**Job**
Could you repeat the entries from the line that has "In the photo above, where can the woman" through the line that has "point(599, 538)", replacing every "Target:" with "Label:" and changing nothing else? Give only those lines.

....

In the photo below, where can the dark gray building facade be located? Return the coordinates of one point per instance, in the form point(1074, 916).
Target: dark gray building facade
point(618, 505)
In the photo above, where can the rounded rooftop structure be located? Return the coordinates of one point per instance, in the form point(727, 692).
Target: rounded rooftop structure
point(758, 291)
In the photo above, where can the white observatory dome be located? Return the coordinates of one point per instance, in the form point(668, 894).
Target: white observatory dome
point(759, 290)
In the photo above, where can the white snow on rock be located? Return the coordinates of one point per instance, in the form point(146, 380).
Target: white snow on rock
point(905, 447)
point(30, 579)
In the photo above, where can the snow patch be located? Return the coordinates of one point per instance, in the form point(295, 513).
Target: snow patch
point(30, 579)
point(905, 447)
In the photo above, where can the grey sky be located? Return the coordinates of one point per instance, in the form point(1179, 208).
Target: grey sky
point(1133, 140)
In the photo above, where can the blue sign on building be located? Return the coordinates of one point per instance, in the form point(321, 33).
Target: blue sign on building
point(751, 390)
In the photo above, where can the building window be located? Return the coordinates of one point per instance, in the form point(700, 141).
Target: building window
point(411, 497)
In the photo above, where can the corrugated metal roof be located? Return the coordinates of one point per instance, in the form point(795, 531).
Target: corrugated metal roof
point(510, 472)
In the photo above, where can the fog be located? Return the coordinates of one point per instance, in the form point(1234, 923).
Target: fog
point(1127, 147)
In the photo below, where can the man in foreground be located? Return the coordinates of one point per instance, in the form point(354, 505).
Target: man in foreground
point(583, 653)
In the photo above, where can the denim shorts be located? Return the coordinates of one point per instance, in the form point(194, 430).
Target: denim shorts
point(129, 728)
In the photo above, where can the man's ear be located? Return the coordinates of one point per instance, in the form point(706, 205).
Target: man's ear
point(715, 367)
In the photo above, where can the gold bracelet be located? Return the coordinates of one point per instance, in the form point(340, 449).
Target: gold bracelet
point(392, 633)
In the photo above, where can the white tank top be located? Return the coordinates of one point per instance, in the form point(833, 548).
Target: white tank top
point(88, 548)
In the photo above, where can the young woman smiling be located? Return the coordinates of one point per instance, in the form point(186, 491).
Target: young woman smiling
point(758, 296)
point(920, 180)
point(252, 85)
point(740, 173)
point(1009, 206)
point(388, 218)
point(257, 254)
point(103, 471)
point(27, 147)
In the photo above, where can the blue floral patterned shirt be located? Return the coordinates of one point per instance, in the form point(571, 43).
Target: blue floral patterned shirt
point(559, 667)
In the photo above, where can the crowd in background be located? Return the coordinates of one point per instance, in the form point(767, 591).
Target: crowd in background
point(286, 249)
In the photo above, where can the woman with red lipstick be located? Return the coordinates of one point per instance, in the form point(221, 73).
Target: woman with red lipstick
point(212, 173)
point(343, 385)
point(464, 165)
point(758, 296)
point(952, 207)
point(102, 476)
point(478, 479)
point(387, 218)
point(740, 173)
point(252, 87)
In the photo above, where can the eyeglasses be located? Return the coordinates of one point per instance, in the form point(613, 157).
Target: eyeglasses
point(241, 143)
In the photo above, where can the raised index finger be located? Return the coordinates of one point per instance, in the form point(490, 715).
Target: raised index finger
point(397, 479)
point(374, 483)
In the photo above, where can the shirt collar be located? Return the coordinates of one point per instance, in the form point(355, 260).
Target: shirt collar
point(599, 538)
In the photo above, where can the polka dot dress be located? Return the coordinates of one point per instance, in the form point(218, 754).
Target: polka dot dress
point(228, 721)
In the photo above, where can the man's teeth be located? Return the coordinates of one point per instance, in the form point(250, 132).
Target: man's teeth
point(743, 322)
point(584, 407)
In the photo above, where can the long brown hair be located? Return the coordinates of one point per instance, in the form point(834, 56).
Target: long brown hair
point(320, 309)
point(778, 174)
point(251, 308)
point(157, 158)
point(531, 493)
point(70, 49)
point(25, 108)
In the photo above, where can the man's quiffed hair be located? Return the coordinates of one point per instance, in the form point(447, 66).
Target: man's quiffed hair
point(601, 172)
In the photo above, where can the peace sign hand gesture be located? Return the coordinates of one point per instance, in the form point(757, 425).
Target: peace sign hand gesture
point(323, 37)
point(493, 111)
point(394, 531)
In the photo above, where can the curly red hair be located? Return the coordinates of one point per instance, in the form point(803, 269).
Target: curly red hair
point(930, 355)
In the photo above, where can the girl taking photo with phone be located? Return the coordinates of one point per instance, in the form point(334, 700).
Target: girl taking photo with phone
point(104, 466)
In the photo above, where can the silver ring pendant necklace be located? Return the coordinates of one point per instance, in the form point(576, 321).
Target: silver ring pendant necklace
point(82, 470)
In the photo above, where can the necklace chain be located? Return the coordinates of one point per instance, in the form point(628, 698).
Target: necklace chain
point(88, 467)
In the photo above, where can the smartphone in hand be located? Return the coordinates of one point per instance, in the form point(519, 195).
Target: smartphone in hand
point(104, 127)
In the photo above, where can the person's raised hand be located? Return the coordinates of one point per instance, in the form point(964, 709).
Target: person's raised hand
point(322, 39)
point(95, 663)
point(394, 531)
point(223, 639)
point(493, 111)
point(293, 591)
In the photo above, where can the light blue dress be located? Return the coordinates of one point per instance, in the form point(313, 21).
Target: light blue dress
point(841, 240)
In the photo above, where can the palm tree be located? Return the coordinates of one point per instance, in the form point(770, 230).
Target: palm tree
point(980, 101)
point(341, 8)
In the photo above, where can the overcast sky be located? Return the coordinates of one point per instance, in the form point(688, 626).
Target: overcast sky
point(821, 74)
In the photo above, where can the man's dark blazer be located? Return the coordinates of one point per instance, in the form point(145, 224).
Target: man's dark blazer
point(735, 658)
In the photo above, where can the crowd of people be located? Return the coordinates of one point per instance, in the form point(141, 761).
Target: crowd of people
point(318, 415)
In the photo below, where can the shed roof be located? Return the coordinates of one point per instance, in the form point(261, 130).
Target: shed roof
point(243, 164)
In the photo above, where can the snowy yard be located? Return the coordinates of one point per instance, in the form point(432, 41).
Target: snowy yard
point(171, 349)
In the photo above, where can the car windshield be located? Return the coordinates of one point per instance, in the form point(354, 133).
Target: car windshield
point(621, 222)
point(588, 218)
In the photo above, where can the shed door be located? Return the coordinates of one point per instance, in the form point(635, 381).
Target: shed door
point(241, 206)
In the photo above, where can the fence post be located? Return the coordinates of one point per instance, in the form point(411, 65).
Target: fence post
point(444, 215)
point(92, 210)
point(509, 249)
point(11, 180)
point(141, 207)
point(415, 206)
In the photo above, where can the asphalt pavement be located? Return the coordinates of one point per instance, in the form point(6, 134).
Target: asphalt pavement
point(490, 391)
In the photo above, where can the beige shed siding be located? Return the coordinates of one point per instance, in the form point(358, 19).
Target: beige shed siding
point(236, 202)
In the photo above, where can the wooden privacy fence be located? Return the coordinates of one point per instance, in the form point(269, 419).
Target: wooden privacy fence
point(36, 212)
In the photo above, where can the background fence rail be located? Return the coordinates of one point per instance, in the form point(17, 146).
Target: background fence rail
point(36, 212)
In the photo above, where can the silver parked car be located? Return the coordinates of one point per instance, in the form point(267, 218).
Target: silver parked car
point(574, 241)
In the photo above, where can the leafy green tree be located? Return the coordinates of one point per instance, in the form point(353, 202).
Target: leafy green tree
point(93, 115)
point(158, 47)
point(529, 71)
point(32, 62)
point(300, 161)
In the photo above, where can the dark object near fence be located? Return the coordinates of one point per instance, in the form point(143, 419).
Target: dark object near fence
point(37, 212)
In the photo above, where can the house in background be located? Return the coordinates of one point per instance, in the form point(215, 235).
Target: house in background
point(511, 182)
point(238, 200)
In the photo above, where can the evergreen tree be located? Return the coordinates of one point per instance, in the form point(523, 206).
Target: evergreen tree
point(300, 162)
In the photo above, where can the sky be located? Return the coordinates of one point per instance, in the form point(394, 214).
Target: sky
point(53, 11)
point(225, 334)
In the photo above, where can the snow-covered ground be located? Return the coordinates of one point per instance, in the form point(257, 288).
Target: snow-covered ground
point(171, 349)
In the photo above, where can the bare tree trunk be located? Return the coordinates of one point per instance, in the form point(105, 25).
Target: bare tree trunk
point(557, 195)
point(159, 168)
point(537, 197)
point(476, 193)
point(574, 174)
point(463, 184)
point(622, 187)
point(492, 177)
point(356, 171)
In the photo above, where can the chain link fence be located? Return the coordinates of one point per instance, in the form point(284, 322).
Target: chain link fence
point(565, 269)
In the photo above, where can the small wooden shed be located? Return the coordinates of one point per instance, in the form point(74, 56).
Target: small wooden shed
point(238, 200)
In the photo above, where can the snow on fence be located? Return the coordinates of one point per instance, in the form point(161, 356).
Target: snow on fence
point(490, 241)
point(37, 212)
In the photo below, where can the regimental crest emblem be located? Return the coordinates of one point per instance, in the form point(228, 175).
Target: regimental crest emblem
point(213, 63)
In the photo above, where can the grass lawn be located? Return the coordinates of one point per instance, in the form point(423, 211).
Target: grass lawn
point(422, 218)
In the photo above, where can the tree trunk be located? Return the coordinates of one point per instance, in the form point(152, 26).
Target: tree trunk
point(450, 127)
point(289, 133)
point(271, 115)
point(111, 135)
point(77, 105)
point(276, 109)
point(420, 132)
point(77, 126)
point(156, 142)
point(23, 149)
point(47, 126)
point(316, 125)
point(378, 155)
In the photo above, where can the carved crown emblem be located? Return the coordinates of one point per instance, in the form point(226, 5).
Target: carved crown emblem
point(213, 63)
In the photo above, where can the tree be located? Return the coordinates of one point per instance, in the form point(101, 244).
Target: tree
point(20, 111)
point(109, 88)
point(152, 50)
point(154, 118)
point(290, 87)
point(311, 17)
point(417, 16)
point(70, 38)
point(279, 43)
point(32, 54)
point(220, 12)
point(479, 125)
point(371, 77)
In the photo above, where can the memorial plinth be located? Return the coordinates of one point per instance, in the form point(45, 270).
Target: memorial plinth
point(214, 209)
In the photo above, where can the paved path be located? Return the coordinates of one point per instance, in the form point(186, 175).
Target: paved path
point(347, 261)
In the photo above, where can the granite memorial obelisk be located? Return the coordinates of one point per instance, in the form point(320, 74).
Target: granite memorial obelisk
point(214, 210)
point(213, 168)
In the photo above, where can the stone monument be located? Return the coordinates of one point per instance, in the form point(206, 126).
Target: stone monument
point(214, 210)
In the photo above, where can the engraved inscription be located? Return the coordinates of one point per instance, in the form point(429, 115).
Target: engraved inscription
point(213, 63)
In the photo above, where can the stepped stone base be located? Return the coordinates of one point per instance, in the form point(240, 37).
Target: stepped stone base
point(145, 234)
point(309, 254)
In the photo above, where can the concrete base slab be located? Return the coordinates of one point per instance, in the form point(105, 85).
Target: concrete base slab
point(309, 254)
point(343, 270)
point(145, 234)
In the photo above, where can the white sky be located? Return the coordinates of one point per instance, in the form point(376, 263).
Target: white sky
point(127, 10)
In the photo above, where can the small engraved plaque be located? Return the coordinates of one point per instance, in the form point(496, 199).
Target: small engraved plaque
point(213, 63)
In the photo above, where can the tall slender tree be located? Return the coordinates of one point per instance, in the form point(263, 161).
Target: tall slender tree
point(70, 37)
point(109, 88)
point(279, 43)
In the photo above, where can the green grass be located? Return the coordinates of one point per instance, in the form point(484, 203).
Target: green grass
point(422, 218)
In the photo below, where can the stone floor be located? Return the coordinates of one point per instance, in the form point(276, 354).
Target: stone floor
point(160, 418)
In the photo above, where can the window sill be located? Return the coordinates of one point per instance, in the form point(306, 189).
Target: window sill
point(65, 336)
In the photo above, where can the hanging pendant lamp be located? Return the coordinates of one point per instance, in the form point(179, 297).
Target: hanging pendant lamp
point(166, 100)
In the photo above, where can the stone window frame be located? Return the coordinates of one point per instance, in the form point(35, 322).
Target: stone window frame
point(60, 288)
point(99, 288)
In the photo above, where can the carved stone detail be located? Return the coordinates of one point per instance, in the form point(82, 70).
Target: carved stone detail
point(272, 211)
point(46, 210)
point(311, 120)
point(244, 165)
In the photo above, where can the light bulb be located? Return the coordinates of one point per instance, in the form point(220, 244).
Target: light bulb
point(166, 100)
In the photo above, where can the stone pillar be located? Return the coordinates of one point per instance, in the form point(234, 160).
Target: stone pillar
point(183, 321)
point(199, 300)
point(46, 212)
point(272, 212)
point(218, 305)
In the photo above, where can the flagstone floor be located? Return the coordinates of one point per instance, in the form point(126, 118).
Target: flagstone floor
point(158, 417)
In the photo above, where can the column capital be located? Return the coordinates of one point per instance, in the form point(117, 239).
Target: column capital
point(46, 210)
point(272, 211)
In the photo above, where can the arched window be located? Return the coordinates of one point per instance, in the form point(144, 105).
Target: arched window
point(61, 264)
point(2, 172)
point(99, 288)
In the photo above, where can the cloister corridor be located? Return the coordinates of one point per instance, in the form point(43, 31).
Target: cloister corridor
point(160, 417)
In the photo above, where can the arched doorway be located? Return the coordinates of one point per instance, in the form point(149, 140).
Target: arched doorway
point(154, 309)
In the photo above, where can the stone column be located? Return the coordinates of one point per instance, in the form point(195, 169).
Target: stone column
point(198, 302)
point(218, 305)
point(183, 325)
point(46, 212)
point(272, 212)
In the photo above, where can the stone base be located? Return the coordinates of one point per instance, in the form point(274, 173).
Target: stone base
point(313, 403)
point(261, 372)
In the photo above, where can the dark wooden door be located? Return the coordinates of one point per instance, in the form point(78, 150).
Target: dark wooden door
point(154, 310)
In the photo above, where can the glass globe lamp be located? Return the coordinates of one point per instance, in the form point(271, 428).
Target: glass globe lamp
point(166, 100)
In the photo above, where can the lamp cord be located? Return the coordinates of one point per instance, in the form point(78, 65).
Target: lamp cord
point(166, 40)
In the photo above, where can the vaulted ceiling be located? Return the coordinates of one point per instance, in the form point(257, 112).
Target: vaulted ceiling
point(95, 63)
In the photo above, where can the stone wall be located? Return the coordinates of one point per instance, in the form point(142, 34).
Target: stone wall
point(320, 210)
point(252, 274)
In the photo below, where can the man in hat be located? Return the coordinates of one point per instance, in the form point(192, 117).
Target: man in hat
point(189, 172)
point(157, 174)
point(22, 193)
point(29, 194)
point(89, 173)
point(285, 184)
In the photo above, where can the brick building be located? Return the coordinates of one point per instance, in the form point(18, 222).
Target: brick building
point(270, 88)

....

**Solution for this problem**
In the photo above, where can the woman with red lipstick be located? Return the coordinates of one point per instance, in the form point(221, 73).
Label: woman with red lipstick
point(212, 173)
point(343, 385)
point(464, 165)
point(758, 296)
point(952, 207)
point(102, 476)
point(478, 479)
point(387, 218)
point(740, 173)
point(252, 87)
In the photo above, where can the eyeglasses be located? Return the coordinates of one point per instance, in the form point(613, 157).
Label: eyeglasses
point(241, 143)
In the photo above, where can the raised index finger be located? Return the coordinates of one point per instance, in the form point(490, 715).
Label: raised index finger
point(397, 479)
point(374, 483)
In the photo above, where can the shirt collar be located? Return the coordinates of one point per instance, in the form point(355, 260).
Label: shirt collar
point(599, 538)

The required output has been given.